Text section –
-- BEGIN --
Extract the file name from the received CSV file and use it to load the CSV file as a pandas dataframe

In [None]:
import pandas as pd
import io

filename = list(uploaded.keys())[0]
df = pd.read_csv(io.BytesIO(uploaded[filename]))
df

###Exclude columns at the beginning or the end that are unrelated to the grading process or require manual evaluation from the table

To exclude columns that are not at the beginning or the end without having to code, use *Microsoft Excel* or *Google Sheets*

In [None]:
from typing import List, Optional
# Get key informations of the table
columns = df.columns
rows_number = len(df) - 1 # exclude the teacher

def select_columns(columns: list) -> List[int]:
  """
  Select the to be excluded columns, which are unrelated to the grading process
  or require manual evaluation

  columns: The list contains all columns' names

  """
  while True:
    print(
        "Only choose columns unrelated to grading process or required manual evaluation"
    )
    columns_at_the_beginning = input(
        "How many columns at the beginning do you wish to exclude (enter 0 for none)? "
    )
    columns_at_the_end = input(
        "How many columns at the end do you wish to exclude (enter 0 for none)? "
    )

    if not (
      columns_at_the_beginning.strip().isnumeric()
      and columns_at_the_end.strip().isnumeric()
  ):
      print("Numbers only, please!")
      continue

    columns_at_the_beginning = int(columns_at_the_beginning)
    columns_at_the_end = int(columns_at_the_end)

    return list(range(columns_at_the_beginning)) + list(
        range(len(columns) - columns_at_the_end, len(columns))
    )

unused_columns_indices = select_columns(columns)

print(unused_columns_indices)

Exclude the unused columns

In [None]:
questions = columns.delete(unused_columns_indices)
questions_number = len(questions)
examinee_answers_table = df[questions]

###Evaluate examinees' answers using the correct answers submitted by the teacher after the exam (located on last row because Google Form auto-sorts answers by submitted times)

In [None]:
import numpy as np
import re

# Extract the correct answers on the last row
right_answers = list(examinee_answers_table.iloc[rows_number])

def evaluate(answer: str, correct_answer: str) -> bool:
  """
  Evaluate each individual answer in the sheet

  answer: The examinee answer
  correct_answer: The answer submitted by the teacher

  """
-- END --
Goal a – Count the lines of the records that contain the string "stainless", with case counting, and give only the number.
The notebook excerpt and the records are unrelated material.

Records from a point annotation dataset –
-- BEGIN --
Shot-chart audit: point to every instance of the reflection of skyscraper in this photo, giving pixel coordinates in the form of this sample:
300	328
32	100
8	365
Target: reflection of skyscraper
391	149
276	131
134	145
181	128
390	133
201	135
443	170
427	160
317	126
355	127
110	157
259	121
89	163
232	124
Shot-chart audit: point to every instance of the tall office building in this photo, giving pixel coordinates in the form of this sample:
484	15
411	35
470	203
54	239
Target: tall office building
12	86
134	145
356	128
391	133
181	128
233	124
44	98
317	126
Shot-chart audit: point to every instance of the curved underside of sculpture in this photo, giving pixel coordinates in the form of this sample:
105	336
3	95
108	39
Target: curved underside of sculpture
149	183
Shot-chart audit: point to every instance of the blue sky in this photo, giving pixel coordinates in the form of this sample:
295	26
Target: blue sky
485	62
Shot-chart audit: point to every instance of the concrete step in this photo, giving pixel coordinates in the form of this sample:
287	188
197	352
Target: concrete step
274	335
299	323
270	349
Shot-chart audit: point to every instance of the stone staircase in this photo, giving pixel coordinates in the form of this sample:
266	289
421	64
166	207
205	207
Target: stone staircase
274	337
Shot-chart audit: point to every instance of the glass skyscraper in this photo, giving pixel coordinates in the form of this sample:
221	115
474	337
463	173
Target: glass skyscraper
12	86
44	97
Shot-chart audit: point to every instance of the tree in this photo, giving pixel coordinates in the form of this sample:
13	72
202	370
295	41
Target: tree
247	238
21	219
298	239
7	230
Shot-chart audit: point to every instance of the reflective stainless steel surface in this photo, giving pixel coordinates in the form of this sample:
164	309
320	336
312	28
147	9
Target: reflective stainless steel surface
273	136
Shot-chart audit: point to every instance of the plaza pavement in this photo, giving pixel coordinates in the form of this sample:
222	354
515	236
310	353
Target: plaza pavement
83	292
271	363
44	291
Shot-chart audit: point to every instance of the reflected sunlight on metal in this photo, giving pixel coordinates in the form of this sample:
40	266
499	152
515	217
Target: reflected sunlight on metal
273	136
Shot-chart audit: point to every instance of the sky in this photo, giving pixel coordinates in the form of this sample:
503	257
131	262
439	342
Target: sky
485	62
-- END --
Goal b – Write out the part of the notebook excerpt that opens with the words "columns_at_the_end = int(columns_at_the_end)" and closes with "- columns_at_the_end, len(columns))", copying it character for character.

Full output a – 2

Full output b –
columns_at_the_end = int(columns_at_the_end)

    return list(range(columns_at_the_beginning)) + list(
        range(len(columns) - columns_at_the_end, len(columns))